*Directions*: The required output is the line containing "Point out flagpole" and every line after it, transcribed exactly through the end of the data below.

== Materials provided

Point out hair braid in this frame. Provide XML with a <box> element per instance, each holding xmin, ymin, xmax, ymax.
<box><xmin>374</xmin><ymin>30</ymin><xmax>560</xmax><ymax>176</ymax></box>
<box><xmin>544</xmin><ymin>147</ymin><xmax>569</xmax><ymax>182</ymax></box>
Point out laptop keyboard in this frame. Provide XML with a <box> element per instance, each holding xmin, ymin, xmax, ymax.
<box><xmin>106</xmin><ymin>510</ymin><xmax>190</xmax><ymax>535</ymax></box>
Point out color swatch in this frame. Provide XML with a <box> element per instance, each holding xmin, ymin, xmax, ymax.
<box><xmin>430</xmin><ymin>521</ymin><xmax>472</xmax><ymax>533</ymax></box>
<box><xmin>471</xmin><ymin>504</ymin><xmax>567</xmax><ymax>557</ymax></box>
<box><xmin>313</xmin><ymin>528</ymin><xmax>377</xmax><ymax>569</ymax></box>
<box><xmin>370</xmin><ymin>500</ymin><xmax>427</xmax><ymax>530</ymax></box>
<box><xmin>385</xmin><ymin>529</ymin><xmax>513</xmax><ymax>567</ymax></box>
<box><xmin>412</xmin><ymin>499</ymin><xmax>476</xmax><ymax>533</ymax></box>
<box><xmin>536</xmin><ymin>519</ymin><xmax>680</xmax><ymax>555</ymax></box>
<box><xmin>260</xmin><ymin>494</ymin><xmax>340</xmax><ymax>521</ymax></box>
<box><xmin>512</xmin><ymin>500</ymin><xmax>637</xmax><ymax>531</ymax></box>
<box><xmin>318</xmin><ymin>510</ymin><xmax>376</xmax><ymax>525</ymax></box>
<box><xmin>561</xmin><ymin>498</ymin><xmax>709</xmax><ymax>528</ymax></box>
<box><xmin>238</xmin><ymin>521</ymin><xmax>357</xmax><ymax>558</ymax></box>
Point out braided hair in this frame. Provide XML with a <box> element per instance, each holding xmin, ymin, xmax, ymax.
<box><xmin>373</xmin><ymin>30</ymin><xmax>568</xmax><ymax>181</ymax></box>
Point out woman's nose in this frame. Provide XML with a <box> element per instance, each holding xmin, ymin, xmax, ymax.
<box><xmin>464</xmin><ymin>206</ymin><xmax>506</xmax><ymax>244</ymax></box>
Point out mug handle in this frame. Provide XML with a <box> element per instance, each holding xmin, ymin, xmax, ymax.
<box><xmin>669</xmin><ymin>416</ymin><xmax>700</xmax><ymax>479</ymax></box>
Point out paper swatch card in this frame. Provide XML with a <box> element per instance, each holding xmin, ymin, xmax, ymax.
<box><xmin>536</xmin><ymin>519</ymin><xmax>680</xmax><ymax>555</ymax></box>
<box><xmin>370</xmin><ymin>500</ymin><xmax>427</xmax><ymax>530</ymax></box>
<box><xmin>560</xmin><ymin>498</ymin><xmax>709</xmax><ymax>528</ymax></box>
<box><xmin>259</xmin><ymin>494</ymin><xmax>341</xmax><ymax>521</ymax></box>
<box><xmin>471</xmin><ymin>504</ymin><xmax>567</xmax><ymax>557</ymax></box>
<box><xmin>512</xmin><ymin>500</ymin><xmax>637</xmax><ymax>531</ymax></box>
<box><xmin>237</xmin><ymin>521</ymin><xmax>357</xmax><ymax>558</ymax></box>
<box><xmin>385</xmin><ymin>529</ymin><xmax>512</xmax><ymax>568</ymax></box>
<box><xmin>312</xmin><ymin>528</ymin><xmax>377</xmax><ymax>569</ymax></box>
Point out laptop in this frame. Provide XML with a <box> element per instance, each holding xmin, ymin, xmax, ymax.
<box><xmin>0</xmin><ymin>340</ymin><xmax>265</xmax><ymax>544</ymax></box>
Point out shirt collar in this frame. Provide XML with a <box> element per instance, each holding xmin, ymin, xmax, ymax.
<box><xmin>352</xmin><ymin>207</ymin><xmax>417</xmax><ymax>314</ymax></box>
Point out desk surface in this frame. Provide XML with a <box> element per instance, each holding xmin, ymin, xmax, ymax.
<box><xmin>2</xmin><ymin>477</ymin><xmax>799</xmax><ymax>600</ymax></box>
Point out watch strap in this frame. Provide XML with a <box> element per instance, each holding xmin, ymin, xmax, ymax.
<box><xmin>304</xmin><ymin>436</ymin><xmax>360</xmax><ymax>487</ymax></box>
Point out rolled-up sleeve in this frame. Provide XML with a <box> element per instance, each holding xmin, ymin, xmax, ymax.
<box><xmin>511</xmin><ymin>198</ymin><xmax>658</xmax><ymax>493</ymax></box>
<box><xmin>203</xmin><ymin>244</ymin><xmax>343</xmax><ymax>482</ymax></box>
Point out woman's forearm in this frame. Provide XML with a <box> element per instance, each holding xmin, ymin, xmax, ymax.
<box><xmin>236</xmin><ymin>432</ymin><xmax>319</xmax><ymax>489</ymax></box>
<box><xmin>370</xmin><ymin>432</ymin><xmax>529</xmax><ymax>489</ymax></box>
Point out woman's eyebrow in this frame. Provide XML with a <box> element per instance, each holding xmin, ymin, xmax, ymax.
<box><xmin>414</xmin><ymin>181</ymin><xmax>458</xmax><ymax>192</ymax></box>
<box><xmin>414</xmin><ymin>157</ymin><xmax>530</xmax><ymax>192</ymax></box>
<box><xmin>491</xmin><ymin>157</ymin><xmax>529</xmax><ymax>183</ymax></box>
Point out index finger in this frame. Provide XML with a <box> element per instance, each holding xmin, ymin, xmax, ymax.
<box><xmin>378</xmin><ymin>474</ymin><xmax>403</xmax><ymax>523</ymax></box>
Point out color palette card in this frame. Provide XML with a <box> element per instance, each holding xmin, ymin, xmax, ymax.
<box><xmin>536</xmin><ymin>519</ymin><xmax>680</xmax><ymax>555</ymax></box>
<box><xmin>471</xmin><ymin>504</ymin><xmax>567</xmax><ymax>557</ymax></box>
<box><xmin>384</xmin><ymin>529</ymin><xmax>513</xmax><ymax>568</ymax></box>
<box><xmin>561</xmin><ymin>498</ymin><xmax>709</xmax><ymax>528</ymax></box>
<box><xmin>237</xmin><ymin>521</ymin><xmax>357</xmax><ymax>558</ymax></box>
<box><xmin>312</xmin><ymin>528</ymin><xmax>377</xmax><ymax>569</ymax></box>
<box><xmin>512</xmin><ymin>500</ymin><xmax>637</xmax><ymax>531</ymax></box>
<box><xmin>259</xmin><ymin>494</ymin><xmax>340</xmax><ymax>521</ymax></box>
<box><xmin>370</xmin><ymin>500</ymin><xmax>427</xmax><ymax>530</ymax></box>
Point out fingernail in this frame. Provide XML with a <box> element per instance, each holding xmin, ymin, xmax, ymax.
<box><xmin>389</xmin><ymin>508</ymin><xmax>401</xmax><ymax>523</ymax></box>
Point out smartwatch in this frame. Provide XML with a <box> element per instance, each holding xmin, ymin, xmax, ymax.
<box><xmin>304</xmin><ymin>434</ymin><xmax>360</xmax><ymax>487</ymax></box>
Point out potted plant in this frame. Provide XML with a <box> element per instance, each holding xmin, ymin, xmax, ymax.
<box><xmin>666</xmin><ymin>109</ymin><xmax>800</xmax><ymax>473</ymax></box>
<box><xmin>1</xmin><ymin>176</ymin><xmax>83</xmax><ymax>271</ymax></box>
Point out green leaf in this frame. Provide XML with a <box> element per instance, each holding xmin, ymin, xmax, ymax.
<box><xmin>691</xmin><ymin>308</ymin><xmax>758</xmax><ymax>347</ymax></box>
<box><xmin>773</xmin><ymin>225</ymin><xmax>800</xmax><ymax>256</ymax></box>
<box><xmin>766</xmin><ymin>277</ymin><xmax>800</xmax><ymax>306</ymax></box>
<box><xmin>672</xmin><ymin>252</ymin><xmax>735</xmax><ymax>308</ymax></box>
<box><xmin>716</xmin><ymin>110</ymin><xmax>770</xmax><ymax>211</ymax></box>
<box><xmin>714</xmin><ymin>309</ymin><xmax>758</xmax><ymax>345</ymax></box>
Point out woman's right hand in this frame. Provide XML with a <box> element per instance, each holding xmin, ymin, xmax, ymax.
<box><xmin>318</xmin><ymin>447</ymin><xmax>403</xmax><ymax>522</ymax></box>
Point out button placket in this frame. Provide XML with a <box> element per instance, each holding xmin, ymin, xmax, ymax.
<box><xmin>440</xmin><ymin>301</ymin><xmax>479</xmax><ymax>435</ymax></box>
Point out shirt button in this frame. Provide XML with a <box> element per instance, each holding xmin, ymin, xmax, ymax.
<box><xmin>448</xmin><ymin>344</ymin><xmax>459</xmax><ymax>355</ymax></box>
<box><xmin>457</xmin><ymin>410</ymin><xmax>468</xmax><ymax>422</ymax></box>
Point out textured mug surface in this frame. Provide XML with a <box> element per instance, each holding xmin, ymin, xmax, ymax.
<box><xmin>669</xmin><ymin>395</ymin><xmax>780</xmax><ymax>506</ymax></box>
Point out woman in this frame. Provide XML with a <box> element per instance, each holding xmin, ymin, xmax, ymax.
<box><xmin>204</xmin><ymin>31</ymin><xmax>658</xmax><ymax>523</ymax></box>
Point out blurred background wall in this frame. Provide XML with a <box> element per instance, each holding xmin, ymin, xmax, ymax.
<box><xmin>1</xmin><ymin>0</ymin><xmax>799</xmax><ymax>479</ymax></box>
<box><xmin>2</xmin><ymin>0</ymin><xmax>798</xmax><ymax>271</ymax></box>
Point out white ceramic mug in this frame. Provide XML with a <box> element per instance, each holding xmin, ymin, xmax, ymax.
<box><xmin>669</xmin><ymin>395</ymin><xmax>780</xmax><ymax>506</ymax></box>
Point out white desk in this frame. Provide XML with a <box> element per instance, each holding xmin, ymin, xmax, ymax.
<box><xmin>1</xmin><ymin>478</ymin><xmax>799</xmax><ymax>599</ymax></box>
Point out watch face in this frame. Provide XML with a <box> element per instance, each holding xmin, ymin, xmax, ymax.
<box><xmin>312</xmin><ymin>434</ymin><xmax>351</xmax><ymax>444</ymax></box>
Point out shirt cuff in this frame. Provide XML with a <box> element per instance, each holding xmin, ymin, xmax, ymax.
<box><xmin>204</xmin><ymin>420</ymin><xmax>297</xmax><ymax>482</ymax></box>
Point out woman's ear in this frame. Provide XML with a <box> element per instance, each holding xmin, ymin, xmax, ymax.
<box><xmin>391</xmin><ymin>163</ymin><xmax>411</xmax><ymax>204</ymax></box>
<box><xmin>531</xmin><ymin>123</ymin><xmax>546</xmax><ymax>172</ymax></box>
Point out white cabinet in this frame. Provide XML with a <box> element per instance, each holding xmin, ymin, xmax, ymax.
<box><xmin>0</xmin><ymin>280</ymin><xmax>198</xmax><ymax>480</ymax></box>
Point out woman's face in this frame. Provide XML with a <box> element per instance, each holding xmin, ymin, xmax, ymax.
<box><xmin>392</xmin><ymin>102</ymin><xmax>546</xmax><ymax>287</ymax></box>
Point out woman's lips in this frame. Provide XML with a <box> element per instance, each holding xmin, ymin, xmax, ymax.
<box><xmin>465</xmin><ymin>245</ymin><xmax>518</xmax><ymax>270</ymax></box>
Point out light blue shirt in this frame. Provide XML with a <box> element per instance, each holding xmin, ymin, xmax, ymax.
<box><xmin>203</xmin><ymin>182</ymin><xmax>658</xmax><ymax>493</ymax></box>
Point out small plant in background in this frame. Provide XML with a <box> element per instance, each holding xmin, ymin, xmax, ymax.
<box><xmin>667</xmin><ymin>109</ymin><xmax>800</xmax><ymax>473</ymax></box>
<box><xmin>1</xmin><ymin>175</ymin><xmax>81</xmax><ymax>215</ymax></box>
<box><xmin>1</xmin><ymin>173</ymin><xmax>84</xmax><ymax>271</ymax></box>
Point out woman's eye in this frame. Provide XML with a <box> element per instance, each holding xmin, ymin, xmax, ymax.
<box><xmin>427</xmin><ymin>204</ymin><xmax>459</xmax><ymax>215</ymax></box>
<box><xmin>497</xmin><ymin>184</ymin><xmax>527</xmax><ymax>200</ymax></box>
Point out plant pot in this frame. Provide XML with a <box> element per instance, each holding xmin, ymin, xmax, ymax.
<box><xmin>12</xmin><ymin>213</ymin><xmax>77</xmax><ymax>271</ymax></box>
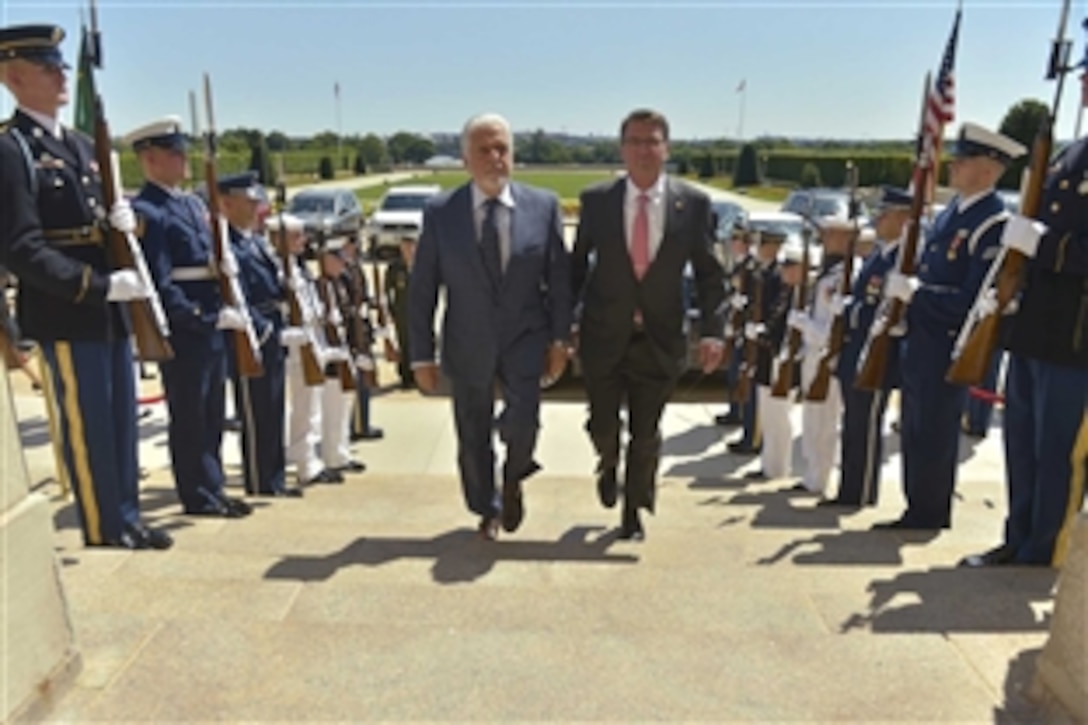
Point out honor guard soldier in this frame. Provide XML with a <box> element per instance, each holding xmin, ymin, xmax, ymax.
<box><xmin>217</xmin><ymin>171</ymin><xmax>300</xmax><ymax>497</ymax></box>
<box><xmin>789</xmin><ymin>218</ymin><xmax>856</xmax><ymax>494</ymax></box>
<box><xmin>876</xmin><ymin>123</ymin><xmax>1027</xmax><ymax>530</ymax></box>
<box><xmin>385</xmin><ymin>232</ymin><xmax>417</xmax><ymax>389</ymax></box>
<box><xmin>820</xmin><ymin>187</ymin><xmax>912</xmax><ymax>509</ymax></box>
<box><xmin>0</xmin><ymin>24</ymin><xmax>171</xmax><ymax>549</ymax></box>
<box><xmin>717</xmin><ymin>221</ymin><xmax>754</xmax><ymax>427</ymax></box>
<box><xmin>961</xmin><ymin>70</ymin><xmax>1088</xmax><ymax>567</ymax></box>
<box><xmin>728</xmin><ymin>228</ymin><xmax>779</xmax><ymax>456</ymax></box>
<box><xmin>741</xmin><ymin>230</ymin><xmax>795</xmax><ymax>478</ymax></box>
<box><xmin>128</xmin><ymin>117</ymin><xmax>252</xmax><ymax>519</ymax></box>
<box><xmin>339</xmin><ymin>235</ymin><xmax>383</xmax><ymax>441</ymax></box>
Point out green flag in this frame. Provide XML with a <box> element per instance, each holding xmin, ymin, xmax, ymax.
<box><xmin>73</xmin><ymin>26</ymin><xmax>96</xmax><ymax>135</ymax></box>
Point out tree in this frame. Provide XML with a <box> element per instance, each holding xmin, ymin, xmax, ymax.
<box><xmin>318</xmin><ymin>156</ymin><xmax>334</xmax><ymax>180</ymax></box>
<box><xmin>353</xmin><ymin>154</ymin><xmax>367</xmax><ymax>175</ymax></box>
<box><xmin>248</xmin><ymin>134</ymin><xmax>276</xmax><ymax>186</ymax></box>
<box><xmin>266</xmin><ymin>130</ymin><xmax>290</xmax><ymax>152</ymax></box>
<box><xmin>733</xmin><ymin>143</ymin><xmax>761</xmax><ymax>187</ymax></box>
<box><xmin>998</xmin><ymin>98</ymin><xmax>1048</xmax><ymax>190</ymax></box>
<box><xmin>387</xmin><ymin>131</ymin><xmax>423</xmax><ymax>164</ymax></box>
<box><xmin>356</xmin><ymin>133</ymin><xmax>387</xmax><ymax>167</ymax></box>
<box><xmin>697</xmin><ymin>152</ymin><xmax>715</xmax><ymax>180</ymax></box>
<box><xmin>799</xmin><ymin>162</ymin><xmax>822</xmax><ymax>189</ymax></box>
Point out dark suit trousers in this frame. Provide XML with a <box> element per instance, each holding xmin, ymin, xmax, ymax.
<box><xmin>583</xmin><ymin>331</ymin><xmax>677</xmax><ymax>513</ymax></box>
<box><xmin>451</xmin><ymin>363</ymin><xmax>541</xmax><ymax>519</ymax></box>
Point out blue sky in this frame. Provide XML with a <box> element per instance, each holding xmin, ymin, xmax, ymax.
<box><xmin>1</xmin><ymin>0</ymin><xmax>1085</xmax><ymax>141</ymax></box>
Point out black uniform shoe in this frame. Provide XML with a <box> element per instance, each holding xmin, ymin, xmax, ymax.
<box><xmin>254</xmin><ymin>487</ymin><xmax>304</xmax><ymax>498</ymax></box>
<box><xmin>501</xmin><ymin>480</ymin><xmax>524</xmax><ymax>533</ymax></box>
<box><xmin>743</xmin><ymin>470</ymin><xmax>769</xmax><ymax>481</ymax></box>
<box><xmin>619</xmin><ymin>506</ymin><xmax>645</xmax><ymax>541</ymax></box>
<box><xmin>335</xmin><ymin>460</ymin><xmax>366</xmax><ymax>473</ymax></box>
<box><xmin>715</xmin><ymin>412</ymin><xmax>742</xmax><ymax>427</ymax></box>
<box><xmin>308</xmin><ymin>469</ymin><xmax>345</xmax><ymax>484</ymax></box>
<box><xmin>728</xmin><ymin>441</ymin><xmax>761</xmax><ymax>455</ymax></box>
<box><xmin>816</xmin><ymin>497</ymin><xmax>860</xmax><ymax>509</ymax></box>
<box><xmin>597</xmin><ymin>466</ymin><xmax>618</xmax><ymax>509</ymax></box>
<box><xmin>127</xmin><ymin>522</ymin><xmax>174</xmax><ymax>550</ymax></box>
<box><xmin>958</xmin><ymin>544</ymin><xmax>1016</xmax><ymax>568</ymax></box>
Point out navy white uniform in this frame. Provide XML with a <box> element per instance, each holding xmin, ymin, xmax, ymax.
<box><xmin>129</xmin><ymin>119</ymin><xmax>249</xmax><ymax>518</ymax></box>
<box><xmin>985</xmin><ymin>136</ymin><xmax>1088</xmax><ymax>566</ymax></box>
<box><xmin>226</xmin><ymin>221</ymin><xmax>288</xmax><ymax>495</ymax></box>
<box><xmin>753</xmin><ymin>248</ymin><xmax>795</xmax><ymax>479</ymax></box>
<box><xmin>0</xmin><ymin>24</ymin><xmax>173</xmax><ymax>549</ymax></box>
<box><xmin>833</xmin><ymin>238</ymin><xmax>902</xmax><ymax>506</ymax></box>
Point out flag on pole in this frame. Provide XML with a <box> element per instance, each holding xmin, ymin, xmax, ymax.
<box><xmin>73</xmin><ymin>24</ymin><xmax>97</xmax><ymax>135</ymax></box>
<box><xmin>922</xmin><ymin>7</ymin><xmax>960</xmax><ymax>168</ymax></box>
<box><xmin>736</xmin><ymin>79</ymin><xmax>746</xmax><ymax>93</ymax></box>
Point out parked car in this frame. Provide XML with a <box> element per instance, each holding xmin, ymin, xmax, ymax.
<box><xmin>366</xmin><ymin>184</ymin><xmax>442</xmax><ymax>260</ymax></box>
<box><xmin>286</xmin><ymin>188</ymin><xmax>364</xmax><ymax>242</ymax></box>
<box><xmin>746</xmin><ymin>210</ymin><xmax>824</xmax><ymax>271</ymax></box>
<box><xmin>781</xmin><ymin>188</ymin><xmax>870</xmax><ymax>226</ymax></box>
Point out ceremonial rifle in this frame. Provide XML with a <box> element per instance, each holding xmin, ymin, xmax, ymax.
<box><xmin>946</xmin><ymin>0</ymin><xmax>1074</xmax><ymax>386</ymax></box>
<box><xmin>805</xmin><ymin>161</ymin><xmax>861</xmax><ymax>401</ymax></box>
<box><xmin>274</xmin><ymin>185</ymin><xmax>324</xmax><ymax>386</ymax></box>
<box><xmin>770</xmin><ymin>209</ymin><xmax>813</xmax><ymax>398</ymax></box>
<box><xmin>734</xmin><ymin>261</ymin><xmax>764</xmax><ymax>407</ymax></box>
<box><xmin>197</xmin><ymin>75</ymin><xmax>263</xmax><ymax>377</ymax></box>
<box><xmin>318</xmin><ymin>270</ymin><xmax>357</xmax><ymax>392</ymax></box>
<box><xmin>854</xmin><ymin>73</ymin><xmax>934</xmax><ymax>392</ymax></box>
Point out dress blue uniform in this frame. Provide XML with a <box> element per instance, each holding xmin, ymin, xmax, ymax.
<box><xmin>219</xmin><ymin>172</ymin><xmax>290</xmax><ymax>496</ymax></box>
<box><xmin>832</xmin><ymin>231</ymin><xmax>905</xmax><ymax>506</ymax></box>
<box><xmin>969</xmin><ymin>135</ymin><xmax>1088</xmax><ymax>567</ymax></box>
<box><xmin>890</xmin><ymin>124</ymin><xmax>1026</xmax><ymax>530</ymax></box>
<box><xmin>0</xmin><ymin>25</ymin><xmax>169</xmax><ymax>549</ymax></box>
<box><xmin>961</xmin><ymin>349</ymin><xmax>1003</xmax><ymax>436</ymax></box>
<box><xmin>130</xmin><ymin>119</ymin><xmax>249</xmax><ymax>518</ymax></box>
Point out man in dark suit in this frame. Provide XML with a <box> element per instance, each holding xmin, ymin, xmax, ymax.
<box><xmin>572</xmin><ymin>108</ymin><xmax>725</xmax><ymax>540</ymax></box>
<box><xmin>410</xmin><ymin>112</ymin><xmax>572</xmax><ymax>540</ymax></box>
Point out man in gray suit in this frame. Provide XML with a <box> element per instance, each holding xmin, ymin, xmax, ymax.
<box><xmin>573</xmin><ymin>108</ymin><xmax>726</xmax><ymax>540</ymax></box>
<box><xmin>410</xmin><ymin>113</ymin><xmax>572</xmax><ymax>540</ymax></box>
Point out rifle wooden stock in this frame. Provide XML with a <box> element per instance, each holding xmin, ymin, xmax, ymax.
<box><xmin>347</xmin><ymin>264</ymin><xmax>376</xmax><ymax>388</ymax></box>
<box><xmin>93</xmin><ymin>99</ymin><xmax>173</xmax><ymax>362</ymax></box>
<box><xmin>946</xmin><ymin>117</ymin><xmax>1051</xmax><ymax>386</ymax></box>
<box><xmin>319</xmin><ymin>279</ymin><xmax>357</xmax><ymax>392</ymax></box>
<box><xmin>274</xmin><ymin>226</ymin><xmax>324</xmax><ymax>386</ymax></box>
<box><xmin>201</xmin><ymin>74</ymin><xmax>263</xmax><ymax>378</ymax></box>
<box><xmin>771</xmin><ymin>228</ymin><xmax>811</xmax><ymax>398</ymax></box>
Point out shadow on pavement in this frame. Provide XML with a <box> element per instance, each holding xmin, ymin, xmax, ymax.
<box><xmin>755</xmin><ymin>528</ymin><xmax>938</xmax><ymax>567</ymax></box>
<box><xmin>718</xmin><ymin>486</ymin><xmax>847</xmax><ymax>530</ymax></box>
<box><xmin>839</xmin><ymin>566</ymin><xmax>1056</xmax><ymax>635</ymax></box>
<box><xmin>994</xmin><ymin>646</ymin><xmax>1046</xmax><ymax>723</ymax></box>
<box><xmin>263</xmin><ymin>524</ymin><xmax>638</xmax><ymax>584</ymax></box>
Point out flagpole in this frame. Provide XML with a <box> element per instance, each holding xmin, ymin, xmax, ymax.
<box><xmin>335</xmin><ymin>81</ymin><xmax>342</xmax><ymax>174</ymax></box>
<box><xmin>736</xmin><ymin>81</ymin><xmax>746</xmax><ymax>141</ymax></box>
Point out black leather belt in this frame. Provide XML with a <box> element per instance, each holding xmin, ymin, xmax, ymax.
<box><xmin>43</xmin><ymin>225</ymin><xmax>104</xmax><ymax>247</ymax></box>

====

*Reply to the exercise*:
Point out flagpole in this frame. Provide XML with a <box> element per instance, each holding xmin, ymin, xmax, ymax.
<box><xmin>335</xmin><ymin>81</ymin><xmax>342</xmax><ymax>174</ymax></box>
<box><xmin>736</xmin><ymin>81</ymin><xmax>746</xmax><ymax>141</ymax></box>
Point out black leather belt in this frame. Provide XML with a <box> element per instance, each holding xmin, ymin, xmax, ymax.
<box><xmin>43</xmin><ymin>225</ymin><xmax>104</xmax><ymax>247</ymax></box>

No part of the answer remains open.